→ **INSTRUCTIONS FOR THE TASK**
Will you give every entry again exactly as it stands?

→ **RECORDED INFORMATION**
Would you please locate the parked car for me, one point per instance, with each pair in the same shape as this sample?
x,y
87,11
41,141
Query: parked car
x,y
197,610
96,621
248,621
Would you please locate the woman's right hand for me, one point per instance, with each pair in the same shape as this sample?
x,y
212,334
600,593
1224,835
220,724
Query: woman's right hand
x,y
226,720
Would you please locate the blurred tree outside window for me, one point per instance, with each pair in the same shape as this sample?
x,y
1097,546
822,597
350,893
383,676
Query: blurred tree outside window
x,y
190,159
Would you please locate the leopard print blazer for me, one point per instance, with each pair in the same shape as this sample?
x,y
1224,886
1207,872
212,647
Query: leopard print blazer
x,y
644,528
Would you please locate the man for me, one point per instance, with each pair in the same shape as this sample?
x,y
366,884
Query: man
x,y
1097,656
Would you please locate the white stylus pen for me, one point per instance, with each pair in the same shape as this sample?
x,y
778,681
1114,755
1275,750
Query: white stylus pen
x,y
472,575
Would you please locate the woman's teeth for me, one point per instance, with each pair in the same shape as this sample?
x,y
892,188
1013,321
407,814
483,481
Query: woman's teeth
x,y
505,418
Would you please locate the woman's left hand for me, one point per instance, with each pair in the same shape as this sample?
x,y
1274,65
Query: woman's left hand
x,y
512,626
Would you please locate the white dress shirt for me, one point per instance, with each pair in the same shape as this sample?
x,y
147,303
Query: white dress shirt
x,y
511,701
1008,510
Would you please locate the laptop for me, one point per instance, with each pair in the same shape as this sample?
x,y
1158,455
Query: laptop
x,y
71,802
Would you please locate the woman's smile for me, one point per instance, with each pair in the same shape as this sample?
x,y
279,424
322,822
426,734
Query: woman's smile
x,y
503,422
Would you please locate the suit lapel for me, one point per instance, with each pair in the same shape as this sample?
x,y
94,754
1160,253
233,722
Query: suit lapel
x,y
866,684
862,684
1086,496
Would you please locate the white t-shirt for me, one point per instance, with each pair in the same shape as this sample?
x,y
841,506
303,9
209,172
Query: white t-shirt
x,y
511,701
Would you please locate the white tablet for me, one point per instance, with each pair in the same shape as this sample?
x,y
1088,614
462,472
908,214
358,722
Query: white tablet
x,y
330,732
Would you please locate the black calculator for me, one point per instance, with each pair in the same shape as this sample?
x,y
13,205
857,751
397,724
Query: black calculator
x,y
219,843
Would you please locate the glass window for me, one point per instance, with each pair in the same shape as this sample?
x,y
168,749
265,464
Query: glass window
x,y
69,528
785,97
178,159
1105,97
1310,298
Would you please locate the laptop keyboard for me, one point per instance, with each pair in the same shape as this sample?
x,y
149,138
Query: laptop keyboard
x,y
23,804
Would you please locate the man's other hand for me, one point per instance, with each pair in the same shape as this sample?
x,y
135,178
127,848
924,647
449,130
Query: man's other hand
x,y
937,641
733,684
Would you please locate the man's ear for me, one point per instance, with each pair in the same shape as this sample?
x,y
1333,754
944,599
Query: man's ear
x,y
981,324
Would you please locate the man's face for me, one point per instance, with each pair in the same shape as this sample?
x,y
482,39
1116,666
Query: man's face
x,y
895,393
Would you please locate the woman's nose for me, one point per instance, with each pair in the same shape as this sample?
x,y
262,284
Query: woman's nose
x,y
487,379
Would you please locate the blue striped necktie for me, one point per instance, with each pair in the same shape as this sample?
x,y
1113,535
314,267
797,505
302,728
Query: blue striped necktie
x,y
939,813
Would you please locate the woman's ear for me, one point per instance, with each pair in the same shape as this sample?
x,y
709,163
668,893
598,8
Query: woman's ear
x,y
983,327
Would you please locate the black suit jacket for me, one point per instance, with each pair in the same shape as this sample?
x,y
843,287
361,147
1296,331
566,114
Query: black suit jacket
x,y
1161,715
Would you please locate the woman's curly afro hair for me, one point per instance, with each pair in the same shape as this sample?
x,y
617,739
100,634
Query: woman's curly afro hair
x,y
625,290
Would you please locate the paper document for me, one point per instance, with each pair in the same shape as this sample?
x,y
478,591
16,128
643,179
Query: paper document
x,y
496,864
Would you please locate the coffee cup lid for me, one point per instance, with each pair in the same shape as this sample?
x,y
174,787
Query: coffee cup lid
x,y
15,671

→ **ANSWER FOR THIS EXERCISE**
Would you please locate the parked car for me, one point per instance, with each pair in the same shape as this sample?
x,y
87,11
41,141
Query: parked car
x,y
197,610
96,621
248,621
Would you please locate the woman's right hand for me, one point per instance, with each pair in the same shape as this sample?
x,y
212,334
600,593
1224,835
220,724
Query: woman's right hand
x,y
226,720
Would you please locate the blurred tree outside window for me, one point per instance, with each pair in the same shape as this sample?
x,y
1097,546
822,597
350,893
383,676
Query: blurred tree outside window
x,y
190,159
Would you please locate the leopard print blazer for me, one point per instance, with each pair in the same shape as this sample?
x,y
1224,886
1207,872
212,647
Query: leopard print blazer
x,y
644,528
Would you please locate the man for me, one point per instance, with each pair in the same shape as this sample?
x,y
366,884
Query: man
x,y
1097,656
Would you please locate the white stylus pen for me, one point per instance, with each pair in the same shape as this sample?
x,y
778,681
1114,755
1275,750
Query: white stylus pen
x,y
472,575
Would you please locate the woman's teeth for me, one point per instance, with each pair in the same shape as this sample?
x,y
892,188
1013,321
407,814
483,481
Query: woman's teeth
x,y
505,418
Would you please locate the woman's left hand for me, one point per instance, with each pair in the same shape as this sample?
x,y
1274,65
Query: woman's left hand
x,y
512,626
Would you please locate the white dress shirt for me, one point per instance, with each pair in the same shape as this sample?
x,y
147,303
Query: white dress shirt
x,y
511,701
1008,510
Would you please locate the laptop for me, one point per instance, with each pair in the same shape as this sample?
x,y
1158,455
Query: laptop
x,y
71,802
Would you please locate the woman's smile for me, one point per instance, with each pair in the same shape as this sample?
x,y
279,424
322,822
426,734
Query: woman's smile
x,y
503,422
Would you please locate the suit lapel for me, one point per instance, with each pair in the same shape as this sample?
x,y
94,754
1160,253
233,722
Query: suit lapel
x,y
866,684
862,684
1086,496
Would you please locate the white t-shirt for me, one point per instance, with each pair in the same shape as this sample?
x,y
841,506
303,9
209,172
Query: white t-shirt
x,y
511,701
Would you please locate the white tablet for me, one point per instance, with each pair in the same shape as this sample?
x,y
1088,614
462,472
908,214
358,722
Query: white tablet
x,y
330,732
Would you please locate the black calculator for me, one point per instance, with each pair in the same shape as this sample?
x,y
13,205
857,751
397,724
Query: black calculator
x,y
219,843
Would you please locate the glass window for me, one point per instance, with each pair in the same shape as this sample?
x,y
168,749
265,464
Query: glass window
x,y
69,528
785,97
178,159
1105,97
1310,298
Would you please locate the laptop keyboard for me, one point per instance, with each pair in the same shape as this sample?
x,y
149,138
Query: laptop keyboard
x,y
23,804
Would you please locate the man's other hand for me, one point per instance, with each pair in the same shape as this sample?
x,y
135,178
127,848
924,647
449,130
Query: man's other hand
x,y
937,641
733,684
Would you please locate the man's ear for me, one point per instance, with each pair in the same shape as this sample?
x,y
1333,754
944,599
Query: man's ear
x,y
981,324
Would you please locate the man's face for me, one point per instance, with each pair in the same shape as this sample?
x,y
482,39
1116,666
Query: man's face
x,y
895,393
Would you please locate the woman's nose for me, one point per instance, with each pair in the same shape as this sample?
x,y
262,284
Query: woman's nose
x,y
487,379
Would you please locate the blue striped necktie for me, one point per instance, with each pair in the same shape as this sample?
x,y
1113,535
314,267
797,505
302,728
Query: blue striped necktie
x,y
939,813
Would you please locate the woman's ear for me, one point per instance, with each pair in the same shape as this sample?
x,y
709,163
668,893
598,8
Query: woman's ear
x,y
983,327
Would you please locate the black suit jacket for me, one point per instance, with each pair in the same shape as this sample?
x,y
843,287
361,147
1296,331
566,114
Query: black suit jacket
x,y
1161,715
Would you please locate the woman's curly afro hair for me, one point per instance, with each pair in the same shape as this sample?
x,y
617,739
100,634
Query: woman's curly afro hair
x,y
625,290
Would you please locate the paper document for me, one point per instance, with each pair in the same shape as this sample?
x,y
478,591
16,128
643,179
Query: paper document
x,y
496,864
Would you please locate the coffee cup lid for me, one point per instance, with each pair in the same shape as this sample?
x,y
174,787
Query: coffee cup lid
x,y
15,671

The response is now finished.